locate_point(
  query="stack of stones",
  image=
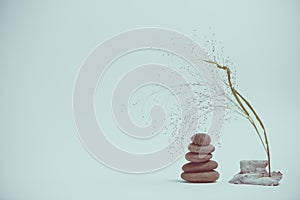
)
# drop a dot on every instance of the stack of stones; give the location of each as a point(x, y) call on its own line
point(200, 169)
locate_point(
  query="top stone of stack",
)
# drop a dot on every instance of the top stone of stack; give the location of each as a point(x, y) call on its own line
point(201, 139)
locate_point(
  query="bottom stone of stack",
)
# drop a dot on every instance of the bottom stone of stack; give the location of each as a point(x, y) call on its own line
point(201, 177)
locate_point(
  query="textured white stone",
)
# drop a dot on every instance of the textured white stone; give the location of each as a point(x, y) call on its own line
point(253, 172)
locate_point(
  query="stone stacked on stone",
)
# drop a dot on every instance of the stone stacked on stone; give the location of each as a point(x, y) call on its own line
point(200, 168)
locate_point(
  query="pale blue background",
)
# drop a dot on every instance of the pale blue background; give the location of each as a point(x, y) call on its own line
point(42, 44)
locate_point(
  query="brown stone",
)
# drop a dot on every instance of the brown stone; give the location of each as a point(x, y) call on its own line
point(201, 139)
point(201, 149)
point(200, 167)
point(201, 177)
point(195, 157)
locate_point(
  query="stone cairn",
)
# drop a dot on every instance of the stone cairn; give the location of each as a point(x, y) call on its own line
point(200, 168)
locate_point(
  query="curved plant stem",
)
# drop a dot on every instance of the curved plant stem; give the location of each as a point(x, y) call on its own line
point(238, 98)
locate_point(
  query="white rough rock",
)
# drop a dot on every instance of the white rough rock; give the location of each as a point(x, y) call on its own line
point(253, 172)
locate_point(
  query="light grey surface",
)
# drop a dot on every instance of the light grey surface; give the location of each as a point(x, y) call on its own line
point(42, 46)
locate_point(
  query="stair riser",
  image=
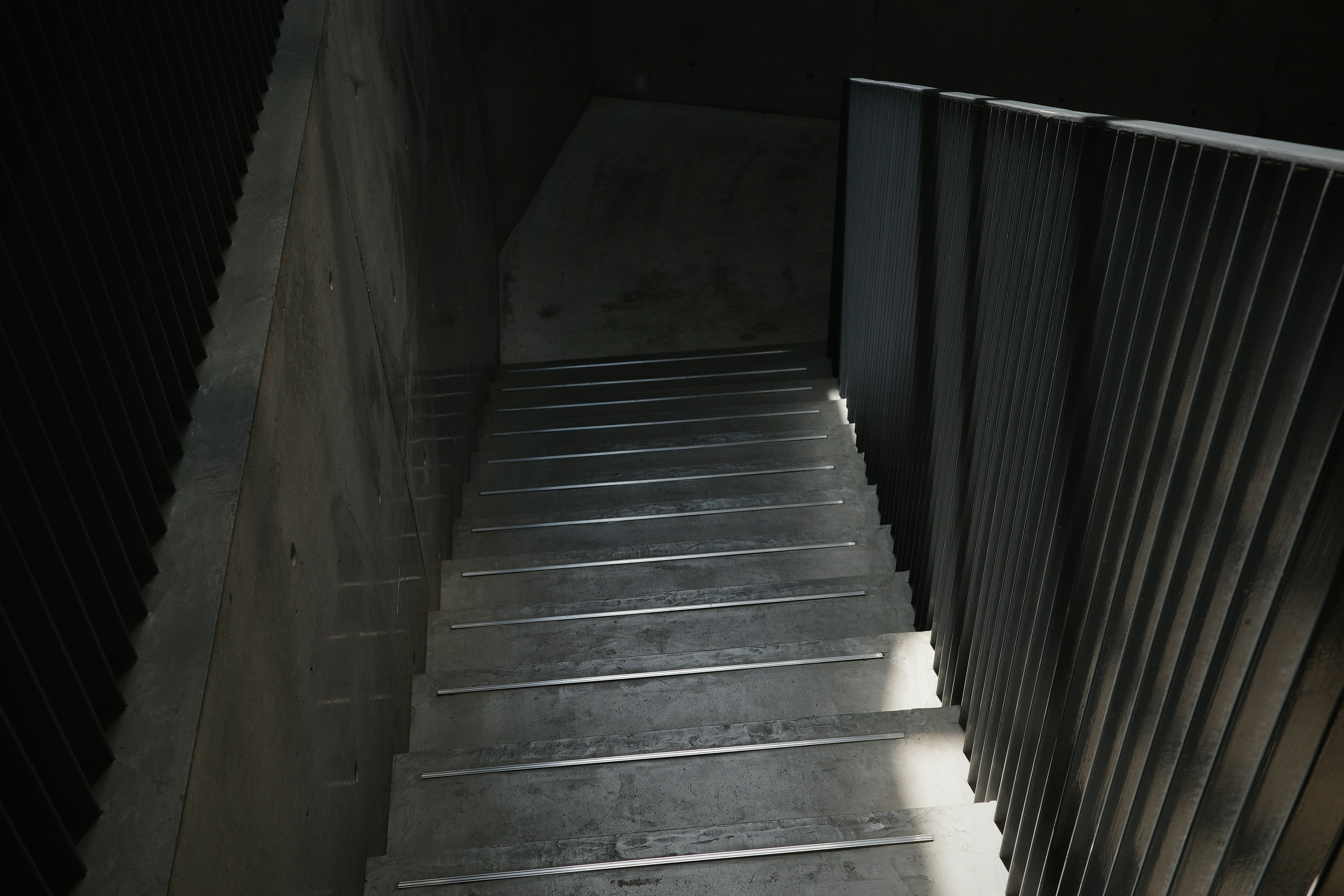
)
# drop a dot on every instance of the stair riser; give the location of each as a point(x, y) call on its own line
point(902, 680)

• • • • • • •

> _What you should do_:
Copy every one of the entries above verbatim, leaving out the pictures.

> _Result below_:
locate_point(
  query="stack of stones",
  image=
)
# drop a dot on every instance of the stack of stones; give the location of each as a point(x, y) call on its own line
point(200, 169)
locate_point(
  query="top stone of stack",
)
# drop a dot on every instance of the top stone of stack; give the location of each as a point(x, y) call on its own line
point(201, 139)
locate_point(
  query="bottom stone of stack",
)
# drop a dot on every instance of the bottom stone of stack; give the location of each as a point(x, y) call on its own line
point(201, 177)
locate_point(
  query="textured white stone",
)
# drop a dot on every instance of the textured white stone; give the location of each as a point(x, y) call on its own line
point(253, 172)
locate_point(
  query="stone stacked on stone",
)
# drop a dot on every instance of the stone stacked on stone; give the location of each as a point(x, y) call on its own line
point(200, 168)
locate_point(
  query="pale blue background",
)
# drop a dot on every instance of the pale blue background; give the location of each as a point(x, y) call on its own line
point(42, 44)
locate_point(
  query="brown stone",
)
# drop a dot on every instance of the brown stone; give the location of each as a point(x, y) call on its own line
point(201, 139)
point(201, 149)
point(200, 167)
point(201, 177)
point(195, 157)
locate_point(
  query="stone cairn",
)
# drop a dot on every instance of the stone cairn; give the location of each as a point(x, y) call on its own line
point(200, 168)
locate_point(
  query="curved plant stem",
)
# drop a dot on every instance of the curved plant stem; give the location of each as a point(x, y) call on its own line
point(238, 98)
locate_point(
  query="white rough rock",
)
# drop a dot on every instance of the white rough rock; give the location of each as a point(x, y) call on its own line
point(253, 172)
locate_point(
  query="light grey surface",
)
# drop a dot on every instance of the light grey surface; give the location of each as a point(x, y) call on its own line
point(42, 46)
locate_point(
  query="stair riser",
  image=
)
# drop a dot on every instance of the stair riser; give the location of each as a point(x, y) call on its own line
point(902, 680)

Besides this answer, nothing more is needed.